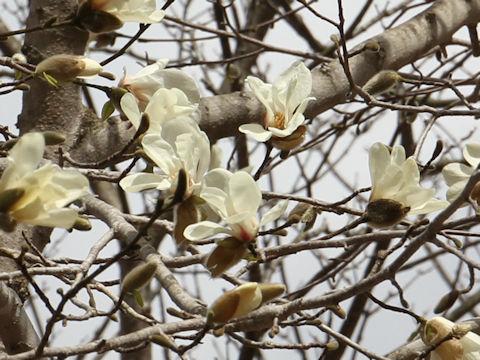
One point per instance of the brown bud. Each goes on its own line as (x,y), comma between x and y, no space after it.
(447,301)
(235,303)
(337,310)
(95,20)
(332,345)
(53,138)
(139,276)
(67,67)
(383,213)
(271,291)
(381,82)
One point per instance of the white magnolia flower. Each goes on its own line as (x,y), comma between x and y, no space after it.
(164,105)
(456,175)
(285,101)
(180,145)
(141,11)
(396,191)
(465,347)
(44,191)
(153,77)
(235,197)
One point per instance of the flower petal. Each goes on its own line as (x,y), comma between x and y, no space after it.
(275,212)
(203,230)
(455,172)
(244,193)
(256,131)
(143,181)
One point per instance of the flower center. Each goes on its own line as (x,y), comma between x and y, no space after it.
(278,121)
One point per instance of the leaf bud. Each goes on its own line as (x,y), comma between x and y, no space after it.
(447,301)
(67,67)
(96,21)
(337,310)
(227,253)
(332,345)
(82,224)
(139,276)
(235,303)
(381,82)
(53,138)
(290,142)
(271,291)
(186,213)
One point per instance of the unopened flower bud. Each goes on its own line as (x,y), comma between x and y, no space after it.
(139,276)
(53,138)
(19,57)
(228,252)
(186,213)
(95,20)
(22,87)
(271,291)
(82,224)
(7,223)
(67,67)
(9,197)
(332,345)
(447,301)
(383,213)
(290,142)
(381,82)
(235,303)
(305,213)
(372,46)
(337,310)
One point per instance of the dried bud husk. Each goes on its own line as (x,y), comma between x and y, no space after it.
┄┄┄┄┄┄┄┄┄┄
> **Exercise aim**
Restate the records above word for word, without the pictures.

> **Expected answer**
One point per instance of the brown bud. Each goes on its own line as (x,y), comma between x and y, no space after it.
(447,301)
(235,303)
(337,310)
(95,20)
(332,345)
(53,138)
(139,276)
(67,67)
(383,213)
(271,291)
(381,82)
One point per instance of the white magnolia flower. Each goes on its own line as (x,y), comma between x and y, no space after it.
(164,105)
(456,175)
(285,101)
(180,145)
(141,11)
(396,191)
(465,347)
(44,191)
(153,77)
(235,197)
One point per instance of the flower petal. Each goes on its own line as (x,y), comma between x and y, no space after it.
(275,212)
(203,230)
(455,172)
(244,193)
(256,131)
(143,181)
One point per instance of the flower center. Each goes on its own line as (x,y), comma between x and y, no space after it.
(278,121)
One point per instance of the leaf bud. Each goes on its own line as (x,y), comma between x and y, no space after it.
(447,301)
(67,67)
(96,21)
(337,310)
(227,253)
(332,345)
(82,224)
(139,276)
(235,303)
(381,82)
(53,138)
(290,142)
(271,291)
(186,213)
One point per instance of the unopened flower bud. Each goes on its own line as (x,y), comma between x and y, no space after it.
(139,276)
(53,138)
(19,57)
(228,252)
(186,213)
(95,20)
(22,87)
(271,291)
(82,224)
(7,223)
(67,67)
(9,197)
(332,345)
(447,301)
(383,213)
(290,142)
(381,82)
(235,303)
(305,213)
(372,46)
(337,310)
One point per instance of the dried bud husk. Each goes on its own line as (x,y), comma between x and y, no space after it.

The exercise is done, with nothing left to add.